--- Passage to read Enclosed Below ---

Saturday, October 6, 2007

Wii Love

In an email inviting me and my Filipino workmates to a birthday party last Saturday, one standout item on the itinerary was a few hours of "Wii". I overheard many asking each another What's Wii?, and the reply came that it's Nintendo's game console, their version of the PlayStation 3 or Xbox 360. *wince*

Of course as a lifelong Nintendo fan I know all about Wii, and plan to get myself one for Christmas or sooner. It has dominated its competitors worldwide in sales and headlines since it was released last year, but for reasons that are beyond me our Philippine mainstream public seems so far more in tune with Sony and Microsoft's consoles.

What sets Wii apart from its predecessors (and competitors) is the Wii remote. Nintendo's controller is a motion-sensing wand that looks more like a television remote than the typical button laden gamepad. To swing a sword, you swing the remote; in a game of tennis, you hold the remote like a racket. It reinvents gaming, making it more immersive, intuitive, and social.

--- End of Enclosed Passage to read ---

About this exercise
Rewrite the stretch of the blog post about the Wii from "What sets Wii" through "intuitive, and social.", putting "club" wherever "sword" appears. The material has no connection to the blog post about the Wii.

--- Record set Enclosed Below ---

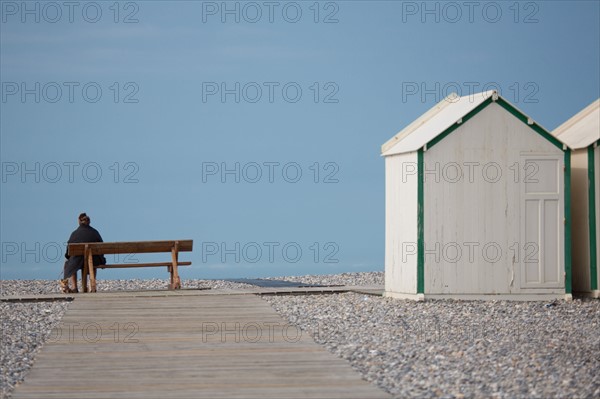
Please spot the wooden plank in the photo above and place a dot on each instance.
(152, 264)
(127, 247)
(182, 347)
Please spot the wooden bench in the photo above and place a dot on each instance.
(89, 249)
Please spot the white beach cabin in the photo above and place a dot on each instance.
(582, 134)
(477, 205)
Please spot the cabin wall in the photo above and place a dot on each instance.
(401, 224)
(597, 178)
(580, 230)
(489, 186)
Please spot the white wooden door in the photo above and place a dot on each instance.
(542, 220)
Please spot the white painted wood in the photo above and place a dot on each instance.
(542, 222)
(474, 193)
(443, 115)
(583, 129)
(401, 224)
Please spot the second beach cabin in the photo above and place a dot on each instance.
(477, 205)
(582, 134)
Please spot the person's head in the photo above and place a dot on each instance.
(84, 219)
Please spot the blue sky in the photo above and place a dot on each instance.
(132, 111)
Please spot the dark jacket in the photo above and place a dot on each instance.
(84, 233)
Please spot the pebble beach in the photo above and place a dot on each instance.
(432, 349)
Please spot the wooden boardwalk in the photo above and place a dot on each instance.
(185, 346)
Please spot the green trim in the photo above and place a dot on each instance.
(568, 223)
(507, 106)
(420, 226)
(592, 217)
(455, 126)
(523, 118)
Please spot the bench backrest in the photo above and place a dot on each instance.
(130, 247)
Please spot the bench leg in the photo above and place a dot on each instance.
(84, 276)
(90, 265)
(175, 281)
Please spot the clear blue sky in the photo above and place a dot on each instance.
(134, 121)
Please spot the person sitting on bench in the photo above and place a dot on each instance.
(84, 233)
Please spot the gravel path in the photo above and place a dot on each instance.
(31, 287)
(452, 349)
(369, 278)
(25, 327)
(457, 349)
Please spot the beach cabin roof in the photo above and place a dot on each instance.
(583, 129)
(450, 112)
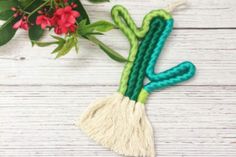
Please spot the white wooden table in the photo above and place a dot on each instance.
(40, 97)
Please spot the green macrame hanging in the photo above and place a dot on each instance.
(119, 121)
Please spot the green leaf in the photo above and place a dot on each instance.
(99, 1)
(35, 32)
(7, 32)
(5, 15)
(24, 3)
(7, 4)
(110, 52)
(81, 10)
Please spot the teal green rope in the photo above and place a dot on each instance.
(178, 74)
(142, 51)
(146, 58)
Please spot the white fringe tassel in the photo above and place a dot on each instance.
(120, 124)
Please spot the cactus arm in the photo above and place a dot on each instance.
(120, 17)
(178, 74)
(123, 20)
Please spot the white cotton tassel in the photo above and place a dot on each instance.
(120, 124)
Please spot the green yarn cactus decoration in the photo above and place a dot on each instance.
(119, 121)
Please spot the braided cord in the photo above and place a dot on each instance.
(121, 15)
(142, 51)
(141, 75)
(123, 20)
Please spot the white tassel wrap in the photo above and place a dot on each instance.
(120, 124)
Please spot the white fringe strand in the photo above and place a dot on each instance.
(120, 124)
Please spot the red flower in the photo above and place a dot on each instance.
(64, 20)
(43, 20)
(22, 23)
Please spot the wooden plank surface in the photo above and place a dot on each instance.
(40, 97)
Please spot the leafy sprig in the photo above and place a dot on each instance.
(11, 11)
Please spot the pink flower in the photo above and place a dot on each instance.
(22, 23)
(64, 20)
(43, 20)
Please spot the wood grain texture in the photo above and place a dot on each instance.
(40, 97)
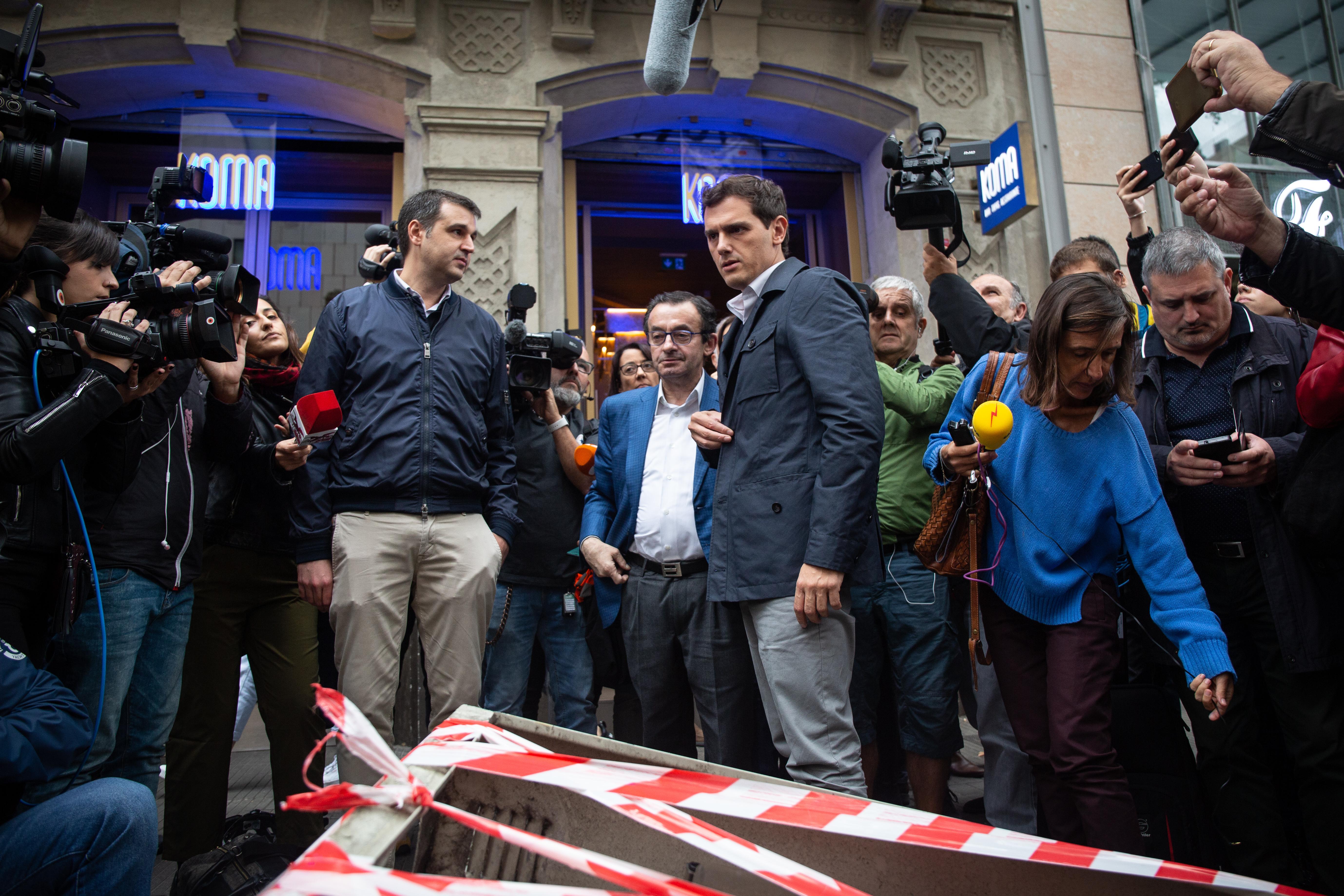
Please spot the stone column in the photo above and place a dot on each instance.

--- End of Enclosed Record set ---

Response area
What sets Wii apart from its predecessors (and competitors) is the Wii remote. Nintendo's controller is a motion-sensing wand that looks more like a television remote than the typical button laden gamepad. To swing a club, you swing the remote; in a game of tennis, you hold the remote like a racket. It reinvents gaming, making it more immersive, intuitive, and social.